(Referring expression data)
* * *

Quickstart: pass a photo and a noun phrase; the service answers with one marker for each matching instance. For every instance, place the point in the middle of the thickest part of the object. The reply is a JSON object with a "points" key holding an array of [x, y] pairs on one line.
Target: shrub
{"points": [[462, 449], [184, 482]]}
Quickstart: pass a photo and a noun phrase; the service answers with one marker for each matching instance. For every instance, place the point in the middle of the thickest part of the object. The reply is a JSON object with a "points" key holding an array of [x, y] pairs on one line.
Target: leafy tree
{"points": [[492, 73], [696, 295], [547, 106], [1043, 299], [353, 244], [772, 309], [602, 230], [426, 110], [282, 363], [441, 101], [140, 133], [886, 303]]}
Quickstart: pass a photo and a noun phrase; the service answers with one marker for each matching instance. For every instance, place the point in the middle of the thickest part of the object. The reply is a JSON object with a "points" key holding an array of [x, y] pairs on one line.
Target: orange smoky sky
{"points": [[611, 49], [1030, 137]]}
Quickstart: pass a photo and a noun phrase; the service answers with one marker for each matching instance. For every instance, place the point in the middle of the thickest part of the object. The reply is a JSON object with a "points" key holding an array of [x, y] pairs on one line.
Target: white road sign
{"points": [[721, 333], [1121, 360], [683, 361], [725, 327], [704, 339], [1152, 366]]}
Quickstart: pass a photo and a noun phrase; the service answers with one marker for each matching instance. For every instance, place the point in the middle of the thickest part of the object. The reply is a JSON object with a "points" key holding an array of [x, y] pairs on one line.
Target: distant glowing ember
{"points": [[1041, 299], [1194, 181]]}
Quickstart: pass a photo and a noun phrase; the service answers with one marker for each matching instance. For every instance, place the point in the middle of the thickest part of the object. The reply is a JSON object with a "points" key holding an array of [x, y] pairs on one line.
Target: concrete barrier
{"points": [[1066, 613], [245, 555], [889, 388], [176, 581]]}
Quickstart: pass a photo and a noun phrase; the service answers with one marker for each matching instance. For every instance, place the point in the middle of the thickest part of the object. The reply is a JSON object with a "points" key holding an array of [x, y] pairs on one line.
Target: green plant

* * *

Take the lines above and retype all of them exactly.

■ **Your response**:
Quickstart: pass a photo and a noun phrase; the service answers with one marker for each matching instance. For every instance, place the point in the middle of the thickest part of the object. The reply is a JSON object with a "points" key holding an array of [x, y] pairs on one line.
Target: shrub
{"points": [[462, 449], [184, 482]]}
Quickstart: pass a photo and a noun phrase; the service answers with one marker for each matching instance. For every instance, place the point in the middle of the thickest part of the object. The reply is a JSON object with a "points" key holding an array of [x, y] pairs on one line.
Target: leafy tree
{"points": [[492, 73], [696, 295], [547, 106], [1043, 299], [353, 244], [772, 309], [602, 230], [426, 110], [282, 363], [441, 101], [140, 133], [886, 303]]}
Quickstart: pass a photo and a noun phrase; the service answers with one marker for each matching instance. For every instance, place the point in the middle of the thickest part of the object. The reply is a JSON object with a "points" key holding an array of [x, y] pairs on one line.
Target: orange smoky sky
{"points": [[611, 49], [1030, 137]]}
Quickstart: pass a photo and a noun phrase; the service answers with one marker for each matching instance. For every instance, place the point in the middle of the thickest part of the object. The reply is a JSON object with a "points" key holding an array of [x, y] pairs on one line.
Target: white road sign
{"points": [[721, 333], [1121, 360], [683, 361], [725, 327], [704, 339], [1152, 366]]}
Quickstart: pass a photo and a noun phrase; the service answers with one marker for each matching instance. For every instance, place the point in the middle of the thickest part of the object. The reply is a JSON object with a "points" key holding an array of [x, y] pairs on one line.
Target: distant glowing ember
{"points": [[1041, 299], [1194, 181]]}
Quickstart: pass a photo and a noun phrase; the service answers with one marker for each matching instance. For every instance, place the point in the middle of the thickest part of the object. The reply is a JSON object with a "points" key holding an array of [x, y] pairs on one line.
Target: concrete barrier
{"points": [[1066, 613], [245, 555], [889, 388], [176, 581]]}
Quickstart: pass a photo and a noun phrase; the service answers with one marker for each matching instance. For every instance, place the point in the middle of the thickest part of the object. The reply is a JSON object with a "points" key holding an array of [x, y] pairs on one line.
Target: green plant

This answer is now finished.